NELA-GT-2020¶

Creators: Maurício Gruppi, Benjamin D. Horne, Sibel Adalı — Rensselaer Polytechnic Institute

Citation: Gruppi, Horne & Adalı (2021) — arXiv:2102.04567

DOI: https://doi.org/10.7910/DVN/CHMUYZ

Overview¶

NELA-GT-2020 is a large multi-labelled news dataset comprising 1.78M news articles from 519 sources collected throughout 2020 (January 1–December 31). It is an updated successor to NELA-GT-2019, nearly doubling the number of sources and introducing a novel feature: embedded tweets found within news articles. The dataset captures two major 2020 events—the COVID-19 pandemic and the U.S. Presidential Election—with expansions into health-related news beyond the primarily political coverage of previous versions.

Data¶

Size: 1.78M articles from 519 news sources

Collection period: 2020 (full calendar year, with minor outage in weeks 13–15)

Language: English

Collection method: RSS feed scraping twice daily via feedparser and goose libraries

Source categories: - Mainstream news outlets (left, center, right bias) - Alternative news sources - Conspiracy-driven and pseudoscience media (258 additional sources vs. 2019)

Temporal coverage: Weekly aggregation shows collection activity across 52 weeks; weeks 13–15 (March 25–April 8) experienced technical outages; estimated ~15K missing articles (~0.8% of dataset)

Embedded Tweets¶

Novel feature: 410,432 embedded tweets extracted from the news articles

Tweets feature URLs, publication dates, author information
Single article may contain multiple tweets; single tweet may appear in multiple articles
Raw HTML stored in tweet table with foreign key to parent article
Enables network analysis of article-tweet relationships

Labels¶

Source-level ground truth labels from Media Bias/Fact Check (MBFC) covering two dimensions of veracity:

MBFC Factuality Score — 0–5 scale (low to high credibility)
Conspiracy/Pseudoscience designation — binary flag for low-credibility categorization

Aggregated label¶

A 3-class source-level label: - Unreliable — sources with low/very-low factual reporting OR flagged as conspiracy/pseudoscience - Mixed — sources with mixed factual reporting score - Reliable — sources with high/very-high factual reporting

Format¶

SQLite database: Two tables: newsdata (articles) and tweet (embedded tweets)

LISTED ENTRIES —
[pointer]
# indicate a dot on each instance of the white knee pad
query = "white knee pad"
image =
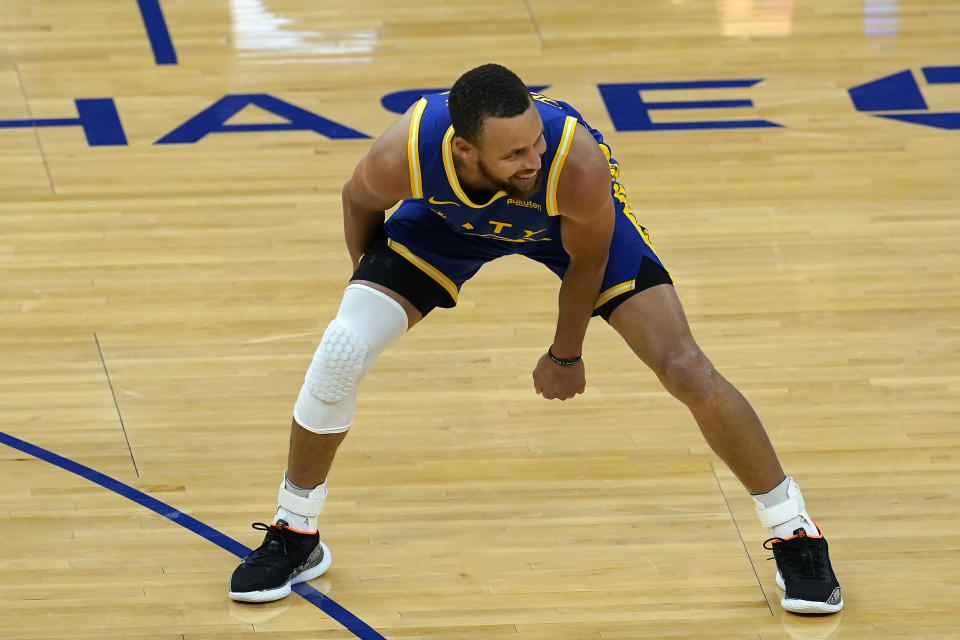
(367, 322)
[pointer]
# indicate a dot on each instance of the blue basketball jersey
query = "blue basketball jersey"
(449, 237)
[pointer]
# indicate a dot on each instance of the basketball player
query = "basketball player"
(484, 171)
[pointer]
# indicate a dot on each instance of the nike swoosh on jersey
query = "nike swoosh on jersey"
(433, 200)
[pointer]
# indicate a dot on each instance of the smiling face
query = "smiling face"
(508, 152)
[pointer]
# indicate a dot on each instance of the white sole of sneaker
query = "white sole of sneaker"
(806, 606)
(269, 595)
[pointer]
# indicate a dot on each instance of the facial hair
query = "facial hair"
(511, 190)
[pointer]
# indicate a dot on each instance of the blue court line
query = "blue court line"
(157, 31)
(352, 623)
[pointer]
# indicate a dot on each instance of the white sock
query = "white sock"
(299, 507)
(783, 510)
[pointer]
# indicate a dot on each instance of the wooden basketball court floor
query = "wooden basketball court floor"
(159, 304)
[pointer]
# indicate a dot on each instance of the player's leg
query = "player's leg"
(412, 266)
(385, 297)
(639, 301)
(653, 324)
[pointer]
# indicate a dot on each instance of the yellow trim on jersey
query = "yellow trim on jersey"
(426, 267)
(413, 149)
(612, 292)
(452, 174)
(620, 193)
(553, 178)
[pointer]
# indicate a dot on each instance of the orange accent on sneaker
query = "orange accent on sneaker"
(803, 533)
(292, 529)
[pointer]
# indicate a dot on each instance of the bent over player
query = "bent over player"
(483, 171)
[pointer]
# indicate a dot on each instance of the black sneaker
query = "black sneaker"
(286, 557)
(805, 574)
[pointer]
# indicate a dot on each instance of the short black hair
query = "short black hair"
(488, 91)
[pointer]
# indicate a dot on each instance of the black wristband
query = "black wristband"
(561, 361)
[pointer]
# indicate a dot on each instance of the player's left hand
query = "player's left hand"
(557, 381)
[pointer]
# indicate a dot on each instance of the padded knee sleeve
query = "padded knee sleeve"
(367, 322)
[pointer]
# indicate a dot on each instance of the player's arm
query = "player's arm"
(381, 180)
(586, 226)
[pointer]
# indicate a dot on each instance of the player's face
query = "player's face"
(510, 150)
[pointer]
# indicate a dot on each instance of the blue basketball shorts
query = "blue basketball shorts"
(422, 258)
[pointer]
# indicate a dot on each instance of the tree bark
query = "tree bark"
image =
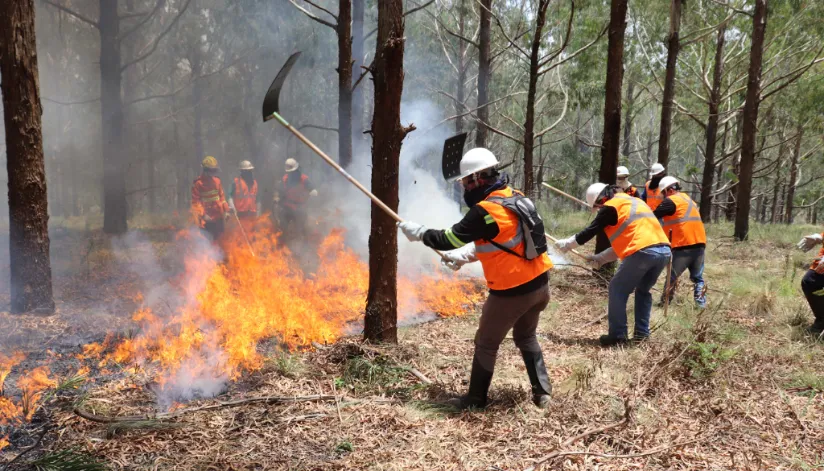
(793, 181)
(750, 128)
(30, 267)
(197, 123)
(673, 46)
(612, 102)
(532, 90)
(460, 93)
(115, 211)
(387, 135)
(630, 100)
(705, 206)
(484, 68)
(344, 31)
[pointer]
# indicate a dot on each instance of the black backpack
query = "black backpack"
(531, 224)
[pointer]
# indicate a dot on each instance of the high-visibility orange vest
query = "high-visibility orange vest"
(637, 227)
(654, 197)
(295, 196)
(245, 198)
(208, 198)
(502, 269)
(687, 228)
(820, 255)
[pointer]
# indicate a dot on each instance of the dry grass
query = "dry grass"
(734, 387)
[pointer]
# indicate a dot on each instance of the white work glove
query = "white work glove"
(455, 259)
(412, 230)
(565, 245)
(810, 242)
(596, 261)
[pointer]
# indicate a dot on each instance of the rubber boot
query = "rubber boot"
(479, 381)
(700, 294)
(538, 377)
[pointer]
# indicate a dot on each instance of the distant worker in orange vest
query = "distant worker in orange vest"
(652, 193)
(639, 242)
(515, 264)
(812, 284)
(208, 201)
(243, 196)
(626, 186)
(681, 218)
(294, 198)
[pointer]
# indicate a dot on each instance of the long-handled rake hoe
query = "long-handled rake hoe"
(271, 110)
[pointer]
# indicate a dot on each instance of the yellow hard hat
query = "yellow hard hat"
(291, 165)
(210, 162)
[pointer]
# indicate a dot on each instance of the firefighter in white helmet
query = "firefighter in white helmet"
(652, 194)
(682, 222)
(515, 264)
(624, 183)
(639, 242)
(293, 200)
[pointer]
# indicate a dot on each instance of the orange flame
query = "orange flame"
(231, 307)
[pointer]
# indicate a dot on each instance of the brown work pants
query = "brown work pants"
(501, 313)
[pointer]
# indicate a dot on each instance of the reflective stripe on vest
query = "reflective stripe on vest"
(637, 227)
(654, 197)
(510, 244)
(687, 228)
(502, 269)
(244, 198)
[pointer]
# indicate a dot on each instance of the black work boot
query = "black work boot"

EXERCISE INSTRUCTIONS —
Print the NELA-GT-2020 dataset description word for word, starting with "Citation: Gruppi, Horne" and going on through "in weeks 13–15)".

THE ANSWER —
Citation: Gruppi, Horne & Adalı (2021) — arXiv:2102.04567

DOI: https://doi.org/10.7910/DVN/CHMUYZ

Overview¶

NELA-GT-2020 is a large multi-labelled news dataset comprising 1.78M news articles from 519 sources collected throughout 2020 (January 1–December 31). It is an updated successor to NELA-GT-2019, nearly doubling the number of sources and introducing a novel feature: embedded tweets found within news articles. The dataset captures two major 2020 events—the COVID-19 pandemic and the U.S. Presidential Election—with expansions into health-related news beyond the primarily political coverage of previous versions.

Data¶

Size: 1.78M articles from 519 news sources

Collection period: 2020 (full calendar year, with minor outage in weeks 13–15)